Task instructions:
Transcribe every line of the listing below word for word, with nothing left out or changed.

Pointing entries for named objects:
---*---

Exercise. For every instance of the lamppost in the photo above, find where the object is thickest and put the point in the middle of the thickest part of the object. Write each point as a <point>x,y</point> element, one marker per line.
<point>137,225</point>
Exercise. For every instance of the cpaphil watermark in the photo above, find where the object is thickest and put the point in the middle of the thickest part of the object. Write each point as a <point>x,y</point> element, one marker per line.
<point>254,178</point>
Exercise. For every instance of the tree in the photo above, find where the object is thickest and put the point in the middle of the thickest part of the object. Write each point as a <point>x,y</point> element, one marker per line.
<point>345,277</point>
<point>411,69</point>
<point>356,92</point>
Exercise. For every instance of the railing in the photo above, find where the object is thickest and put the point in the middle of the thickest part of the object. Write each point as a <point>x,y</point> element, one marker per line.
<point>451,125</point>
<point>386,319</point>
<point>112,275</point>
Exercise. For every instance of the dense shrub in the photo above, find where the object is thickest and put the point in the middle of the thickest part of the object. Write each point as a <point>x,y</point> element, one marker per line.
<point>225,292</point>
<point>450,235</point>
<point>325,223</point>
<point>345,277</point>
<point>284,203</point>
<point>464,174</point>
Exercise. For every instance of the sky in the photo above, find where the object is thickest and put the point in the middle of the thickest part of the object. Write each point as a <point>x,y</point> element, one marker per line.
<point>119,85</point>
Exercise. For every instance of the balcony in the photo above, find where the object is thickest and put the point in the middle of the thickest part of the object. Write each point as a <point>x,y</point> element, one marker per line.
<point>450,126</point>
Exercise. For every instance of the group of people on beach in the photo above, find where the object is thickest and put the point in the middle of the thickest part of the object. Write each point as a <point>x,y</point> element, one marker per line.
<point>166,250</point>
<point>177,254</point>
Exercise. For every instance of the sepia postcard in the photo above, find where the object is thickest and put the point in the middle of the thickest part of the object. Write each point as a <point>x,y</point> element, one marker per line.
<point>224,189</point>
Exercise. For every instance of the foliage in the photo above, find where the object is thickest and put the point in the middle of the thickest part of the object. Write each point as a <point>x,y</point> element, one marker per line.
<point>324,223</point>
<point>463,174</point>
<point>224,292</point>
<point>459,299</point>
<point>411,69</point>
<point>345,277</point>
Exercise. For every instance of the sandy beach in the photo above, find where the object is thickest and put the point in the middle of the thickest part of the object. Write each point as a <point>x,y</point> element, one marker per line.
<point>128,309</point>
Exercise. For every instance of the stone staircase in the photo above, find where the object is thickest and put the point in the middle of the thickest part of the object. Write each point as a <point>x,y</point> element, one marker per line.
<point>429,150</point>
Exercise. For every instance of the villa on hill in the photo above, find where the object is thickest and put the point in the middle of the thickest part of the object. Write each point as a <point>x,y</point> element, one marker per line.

---*---

Result of this exercise:
Exercise. For every instance of the lamppost in the photo above, find where the object is thickest and put the point in the middle of the thickest part of the object. Write each point as a <point>x,y</point> element, one marker per line.
<point>137,225</point>
Exercise. For every instance of the cpaphil watermark in the photo above, find where the object is thickest and put the point in the middle of the thickest part of the object. Write each point as a <point>x,y</point> element, one marker per line.
<point>254,178</point>
Exercise. For every instance of the tree in the photo above, find where the object is thickest and put the point in the middle of the thickest part of the object. Write each point as a <point>x,y</point> element, one marker per line.
<point>345,277</point>
<point>411,69</point>
<point>356,92</point>
Exercise. For every instance of the railing in the photo above, find where the object is thickest and put the point in the middle of the thickest part of the object. Write each point as a <point>x,y</point> element, one marker per line.
<point>451,125</point>
<point>386,319</point>
<point>112,275</point>
Exercise. For every instance of the dense shrub in the photo above, find where the object is thickest and put the point in the middle of the thickest part of the object. Write each point as a <point>x,y</point> element, one marker per line.
<point>225,292</point>
<point>450,235</point>
<point>325,223</point>
<point>345,277</point>
<point>284,203</point>
<point>464,174</point>
Exercise. For every instance of the sky in the photo above, find where the object is thickest and put the point in the middle of the thickest part of the object. Write each point as a <point>x,y</point> element, one marker per line.
<point>119,85</point>
Exercise. For every instance of the balcony in the photo above, find where the object is thickest and put the point in the middle of the thickest part of the object. Write each point as a <point>x,y</point> element, one marker per line.
<point>450,126</point>
Exercise. For every instance of the group of people on beach in the photo above, find where the object is thickest and put the point in the middle of the thickest part of the object. Write each point as a <point>x,y</point> element, one marker per line.
<point>166,250</point>
<point>177,254</point>
Exercise. For every instance of the sepia postcard in the photo above, find where the object is thickest and put the point in the middle of the thickest part of the object. Write each point as a <point>x,y</point> element, one marker per line.
<point>224,189</point>
Exercise. For every instance of the foliage in the photo above, find where the object is thickest and put the point in the middle of the thickest part of the object. Write each point as a <point>x,y</point> element, one marker per line.
<point>324,223</point>
<point>463,174</point>
<point>224,292</point>
<point>459,299</point>
<point>411,69</point>
<point>345,277</point>
Exercise. For every instance of the sandy beach in the photo above, find where the object is thickest and put the point in the middle of the thickest part of the object. Write each point as a <point>x,y</point> element, one marker per line.
<point>128,309</point>
Exercise. For every instance of the stone staircase in the photo above, find where the object is thickest and put the point in the middle of the thickest part of the object. Write each point as a <point>x,y</point> element, one marker per line.
<point>429,150</point>
Exercise. For every instance of the villa on hill in the photo above, find where the object is thickest and put the point in the middle of the thickest part of the object. Write each point as a <point>x,y</point> element, one marker per line.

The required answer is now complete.